## Excerpted text
Now, more than just a material handling device, the pallet is a merchandising tool. In reaction, packagers strategize on designing pallet displays that communicate in 360-deg fashion and that incorporate minimum disposable materials. Club stores want pallet loads that can be received, stored, taken to the floor, and made ready for sale—all with minimum labor—and lastly, the stores want those pallet loads to be consumer magnets.

Yes, within the club store environment, the wood pallet is an unglamorous workhorse; a high-impact display on a wood pallet is analogous to a spiffy suit of clothes matched with scuffed shoes. The typical club store layout is Spartan, even drab by conventional retail standards, and the store heavily relies on packaging to provide sensory stimulation. To that aim, it’s good business sense to consider every packaging-related component, including the pallet. So, enter the plastic pallet, as a show horse.

More than just a pretty face

A plastic pallet is more attractive and colorful than a wood pallet. No argument there. However, beyond aesthetics, the plastic pallet offers other benefits to the club store.

A plastic pallet can’t damage the product, having no nails to protrude or boards that break or splinter. Not only is the product rescued from such hazards, but consumers and store workers are protected also. Furthermore, store personnel who manually handle the pallets after they are empty benefit ergonomically, because a plastic pallet is 30% lighter in weight than its wood counterpart.

Another aspect of protecting the product—and by extension, the consumer—is that plastic pallets are more sanitary, capable of being cleaned without the use of harsh chemicals. Plastic pallets are not subject to moisture-induced rot or infestation by insects or bacteria. Such characteristics are especially important for agricultural produce.

Manufacturing processes (injection molding, thermoforming, structural foam molding), resin formulations, and design features can be chosen to yield plastic pallets that not only are extremely durable, but also that hold tolerances that wood pallets cannot achieve. This translates to superior stacking and stability.

On sustainability

Among retailers, club stores have been at the vanguard of the sustainability movement, and plastic pallets are compatible with those initiatives. Plastic pallets are recyclable; when damaged beyond utility, they can be ground and reformed.

Plastic pallets spare trees that absorb carbon dioxide. There’s a counterargument that there's a carbon offset by the plastic manufacturing process; even so, an additional benefit is that landfills will be less clogged by discarded wood pallets.

(Localization data with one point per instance)
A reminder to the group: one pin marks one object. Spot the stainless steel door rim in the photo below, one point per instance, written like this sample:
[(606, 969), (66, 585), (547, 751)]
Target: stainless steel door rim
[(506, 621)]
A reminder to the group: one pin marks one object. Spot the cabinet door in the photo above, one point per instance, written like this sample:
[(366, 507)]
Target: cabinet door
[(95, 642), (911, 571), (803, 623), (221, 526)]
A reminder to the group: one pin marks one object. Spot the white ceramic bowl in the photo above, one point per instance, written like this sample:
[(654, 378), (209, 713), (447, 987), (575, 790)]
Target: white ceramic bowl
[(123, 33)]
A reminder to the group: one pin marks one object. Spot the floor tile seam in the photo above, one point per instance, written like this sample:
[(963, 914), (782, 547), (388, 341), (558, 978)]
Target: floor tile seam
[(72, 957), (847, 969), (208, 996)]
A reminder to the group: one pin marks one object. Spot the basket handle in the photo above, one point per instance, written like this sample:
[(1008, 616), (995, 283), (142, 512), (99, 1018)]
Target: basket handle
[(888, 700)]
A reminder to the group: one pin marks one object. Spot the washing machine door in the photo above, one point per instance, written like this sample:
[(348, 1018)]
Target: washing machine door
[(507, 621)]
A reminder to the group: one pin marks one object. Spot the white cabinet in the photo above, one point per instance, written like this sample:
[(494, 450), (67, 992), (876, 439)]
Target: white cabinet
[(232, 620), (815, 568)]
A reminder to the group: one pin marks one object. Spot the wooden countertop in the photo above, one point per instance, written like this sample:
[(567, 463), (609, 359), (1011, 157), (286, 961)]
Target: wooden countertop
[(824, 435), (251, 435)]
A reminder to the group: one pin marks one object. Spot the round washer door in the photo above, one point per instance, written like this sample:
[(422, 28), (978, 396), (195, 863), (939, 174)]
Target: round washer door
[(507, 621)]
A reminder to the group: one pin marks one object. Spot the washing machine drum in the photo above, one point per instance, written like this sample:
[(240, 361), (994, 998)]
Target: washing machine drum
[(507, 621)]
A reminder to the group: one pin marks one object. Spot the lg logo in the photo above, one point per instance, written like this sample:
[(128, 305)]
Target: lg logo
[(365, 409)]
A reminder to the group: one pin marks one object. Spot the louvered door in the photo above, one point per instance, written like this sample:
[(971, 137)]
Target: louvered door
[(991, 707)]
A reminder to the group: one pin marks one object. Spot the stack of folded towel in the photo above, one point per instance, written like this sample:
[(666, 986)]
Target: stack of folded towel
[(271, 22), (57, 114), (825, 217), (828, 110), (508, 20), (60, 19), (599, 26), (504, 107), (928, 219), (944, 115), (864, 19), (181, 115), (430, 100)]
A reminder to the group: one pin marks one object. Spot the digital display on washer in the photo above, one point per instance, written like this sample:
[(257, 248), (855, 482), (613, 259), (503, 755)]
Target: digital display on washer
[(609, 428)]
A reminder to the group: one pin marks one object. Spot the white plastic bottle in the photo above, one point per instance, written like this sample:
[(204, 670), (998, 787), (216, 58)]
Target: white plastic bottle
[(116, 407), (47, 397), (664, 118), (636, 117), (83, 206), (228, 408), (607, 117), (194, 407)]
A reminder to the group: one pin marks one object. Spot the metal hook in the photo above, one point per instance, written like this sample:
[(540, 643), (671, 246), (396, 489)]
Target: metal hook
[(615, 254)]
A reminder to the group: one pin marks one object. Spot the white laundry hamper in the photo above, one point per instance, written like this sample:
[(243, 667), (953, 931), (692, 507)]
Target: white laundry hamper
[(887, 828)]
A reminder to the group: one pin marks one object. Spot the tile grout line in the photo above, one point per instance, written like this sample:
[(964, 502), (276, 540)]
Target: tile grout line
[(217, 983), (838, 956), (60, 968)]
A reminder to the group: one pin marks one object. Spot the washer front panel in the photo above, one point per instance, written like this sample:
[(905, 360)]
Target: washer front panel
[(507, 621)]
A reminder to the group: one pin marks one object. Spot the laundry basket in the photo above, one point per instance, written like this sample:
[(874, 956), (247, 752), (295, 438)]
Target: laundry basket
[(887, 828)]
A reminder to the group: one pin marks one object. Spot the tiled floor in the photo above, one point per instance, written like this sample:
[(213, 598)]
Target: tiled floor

## To do
[A] Transcribe the part of the pallet text that opens with the words containing "A plastic pallet is more" and closes with "its wood counterpart.".
[B] Answer these from the pallet text:
(i) How much lighter is a plastic pallet than its wood counterpart?
(ii) What can be done with plastic pallets once they are damaged beyond utility?
(iii) Which three manufacturing processes are named for making plastic pallets?
The records aren't needed for anything here.

## Task-by-task solutions
[A]
A plastic pallet is more attractive and colorful than a wood pallet. No argument there. However, beyond aesthetics, the plastic pallet offers other benefits to the club store.

A plastic pallet can’t damage the product, having no nails to protrude or boards that break or splinter. Not only is the product rescued from such hazards, but consumers and store workers are protected also. Furthermore, store personnel who manually handle the pallets after they are empty benefit ergonomically, because a plastic pallet is 30% lighter in weight than its wood counterpart.

[B]
(i) It is 30% lighter.
(ii) They can be ground and reformed.
(iii) Injection molding, thermoforming, and structural foam molding.